EXERCISE AIM
In the listing that follows, count the lines that include "clouds", and answer with the total alone.
--- SOURCE MATERIAL Enclosed Below ---
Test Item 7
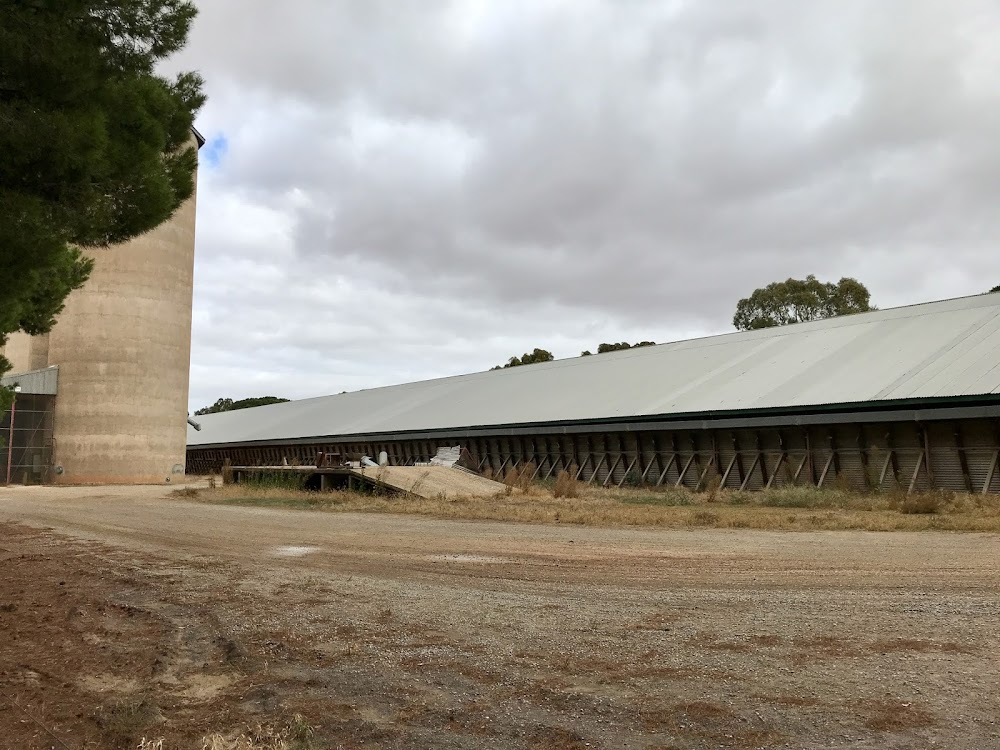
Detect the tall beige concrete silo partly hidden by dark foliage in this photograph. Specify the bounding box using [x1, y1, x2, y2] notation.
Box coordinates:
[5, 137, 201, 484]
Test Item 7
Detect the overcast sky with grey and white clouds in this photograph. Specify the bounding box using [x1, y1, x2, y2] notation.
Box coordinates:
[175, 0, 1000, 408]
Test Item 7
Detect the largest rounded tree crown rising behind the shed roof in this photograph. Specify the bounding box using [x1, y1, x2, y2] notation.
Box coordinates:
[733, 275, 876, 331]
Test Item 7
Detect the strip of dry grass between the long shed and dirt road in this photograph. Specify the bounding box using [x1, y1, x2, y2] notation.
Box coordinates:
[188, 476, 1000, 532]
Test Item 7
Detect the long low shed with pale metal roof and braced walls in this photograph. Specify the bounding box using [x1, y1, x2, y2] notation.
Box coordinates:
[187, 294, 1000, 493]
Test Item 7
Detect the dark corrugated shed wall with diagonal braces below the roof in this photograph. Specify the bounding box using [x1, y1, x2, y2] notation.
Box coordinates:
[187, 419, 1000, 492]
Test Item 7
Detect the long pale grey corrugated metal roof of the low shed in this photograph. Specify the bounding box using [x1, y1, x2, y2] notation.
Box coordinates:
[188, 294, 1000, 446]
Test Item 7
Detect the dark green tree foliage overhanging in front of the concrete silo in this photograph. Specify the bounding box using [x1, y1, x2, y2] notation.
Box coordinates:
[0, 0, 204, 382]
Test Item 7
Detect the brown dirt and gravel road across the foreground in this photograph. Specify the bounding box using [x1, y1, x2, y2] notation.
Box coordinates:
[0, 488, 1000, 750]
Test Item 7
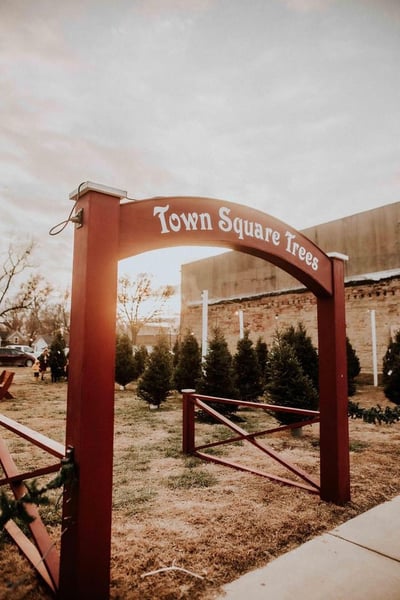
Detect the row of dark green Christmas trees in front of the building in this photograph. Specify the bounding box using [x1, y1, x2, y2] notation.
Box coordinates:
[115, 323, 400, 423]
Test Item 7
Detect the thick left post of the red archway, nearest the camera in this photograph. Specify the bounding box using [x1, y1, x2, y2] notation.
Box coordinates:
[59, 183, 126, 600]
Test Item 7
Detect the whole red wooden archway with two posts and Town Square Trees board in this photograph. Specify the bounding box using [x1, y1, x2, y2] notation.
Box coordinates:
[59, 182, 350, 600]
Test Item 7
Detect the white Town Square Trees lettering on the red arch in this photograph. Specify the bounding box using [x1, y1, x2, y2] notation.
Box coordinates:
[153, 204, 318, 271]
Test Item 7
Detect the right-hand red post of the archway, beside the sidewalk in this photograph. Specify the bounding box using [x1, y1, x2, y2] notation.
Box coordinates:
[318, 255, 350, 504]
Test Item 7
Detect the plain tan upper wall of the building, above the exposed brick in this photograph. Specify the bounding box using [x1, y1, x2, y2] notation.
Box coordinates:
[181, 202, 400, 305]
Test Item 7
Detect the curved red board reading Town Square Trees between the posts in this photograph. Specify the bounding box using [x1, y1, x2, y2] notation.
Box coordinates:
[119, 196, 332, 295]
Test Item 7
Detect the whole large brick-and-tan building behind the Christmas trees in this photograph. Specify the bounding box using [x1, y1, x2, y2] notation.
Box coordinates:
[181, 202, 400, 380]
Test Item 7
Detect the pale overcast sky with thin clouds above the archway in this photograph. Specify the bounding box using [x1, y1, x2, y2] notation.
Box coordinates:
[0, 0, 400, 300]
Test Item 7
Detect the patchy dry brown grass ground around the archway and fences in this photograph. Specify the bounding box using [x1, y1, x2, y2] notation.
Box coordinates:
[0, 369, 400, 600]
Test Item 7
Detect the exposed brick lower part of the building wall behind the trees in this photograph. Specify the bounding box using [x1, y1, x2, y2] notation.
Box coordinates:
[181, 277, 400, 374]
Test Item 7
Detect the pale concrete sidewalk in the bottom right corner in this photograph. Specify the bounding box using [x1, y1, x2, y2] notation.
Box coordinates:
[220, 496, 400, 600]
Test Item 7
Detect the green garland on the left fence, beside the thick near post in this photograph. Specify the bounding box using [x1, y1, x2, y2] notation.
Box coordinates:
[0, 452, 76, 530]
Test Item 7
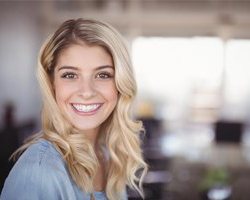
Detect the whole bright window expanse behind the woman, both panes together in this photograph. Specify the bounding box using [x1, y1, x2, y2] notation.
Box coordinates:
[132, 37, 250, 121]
--- End of Enclosed SOURCE MATERIAL ---
--- SOURCE MATERIAL Enclosed Below ---
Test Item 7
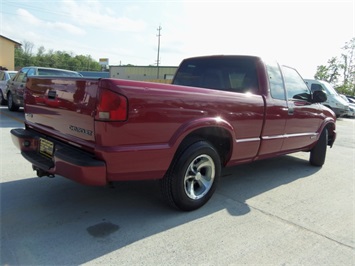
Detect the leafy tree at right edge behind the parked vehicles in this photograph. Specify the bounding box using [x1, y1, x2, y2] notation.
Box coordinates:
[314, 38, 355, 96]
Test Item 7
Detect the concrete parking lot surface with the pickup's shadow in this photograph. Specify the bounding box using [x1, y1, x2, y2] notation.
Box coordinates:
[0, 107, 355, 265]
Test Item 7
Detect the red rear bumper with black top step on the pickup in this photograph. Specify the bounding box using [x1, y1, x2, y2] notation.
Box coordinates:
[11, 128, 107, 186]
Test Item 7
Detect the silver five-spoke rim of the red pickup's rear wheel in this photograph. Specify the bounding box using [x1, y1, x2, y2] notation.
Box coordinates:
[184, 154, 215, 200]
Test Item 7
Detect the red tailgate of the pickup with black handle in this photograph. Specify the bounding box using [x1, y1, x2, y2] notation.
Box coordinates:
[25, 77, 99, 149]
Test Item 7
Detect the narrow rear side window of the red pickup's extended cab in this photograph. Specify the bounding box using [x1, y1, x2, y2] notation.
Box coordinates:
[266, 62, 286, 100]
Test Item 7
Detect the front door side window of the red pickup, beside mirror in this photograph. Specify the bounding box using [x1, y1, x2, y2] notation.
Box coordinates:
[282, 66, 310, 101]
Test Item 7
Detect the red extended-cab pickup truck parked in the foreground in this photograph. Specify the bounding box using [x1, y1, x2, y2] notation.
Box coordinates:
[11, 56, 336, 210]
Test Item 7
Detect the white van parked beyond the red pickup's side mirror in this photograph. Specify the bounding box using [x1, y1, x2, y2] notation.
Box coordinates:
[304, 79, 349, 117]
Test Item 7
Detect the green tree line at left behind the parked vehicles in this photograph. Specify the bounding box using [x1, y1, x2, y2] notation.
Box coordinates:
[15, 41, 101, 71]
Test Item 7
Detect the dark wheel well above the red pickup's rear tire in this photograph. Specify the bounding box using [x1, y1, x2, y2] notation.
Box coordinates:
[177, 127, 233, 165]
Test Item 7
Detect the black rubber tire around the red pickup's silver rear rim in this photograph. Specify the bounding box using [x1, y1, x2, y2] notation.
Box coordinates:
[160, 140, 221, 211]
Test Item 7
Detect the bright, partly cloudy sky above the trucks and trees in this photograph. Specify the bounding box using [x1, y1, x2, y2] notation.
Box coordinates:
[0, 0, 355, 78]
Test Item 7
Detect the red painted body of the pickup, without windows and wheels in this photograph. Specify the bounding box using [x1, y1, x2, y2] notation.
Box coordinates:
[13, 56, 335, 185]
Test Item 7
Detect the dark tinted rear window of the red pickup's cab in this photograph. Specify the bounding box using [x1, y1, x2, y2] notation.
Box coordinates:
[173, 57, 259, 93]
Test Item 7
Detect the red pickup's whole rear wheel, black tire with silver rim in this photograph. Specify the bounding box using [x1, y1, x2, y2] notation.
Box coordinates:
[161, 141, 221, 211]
--- End of Enclosed SOURCE MATERIAL ---
RESULT BELOW
2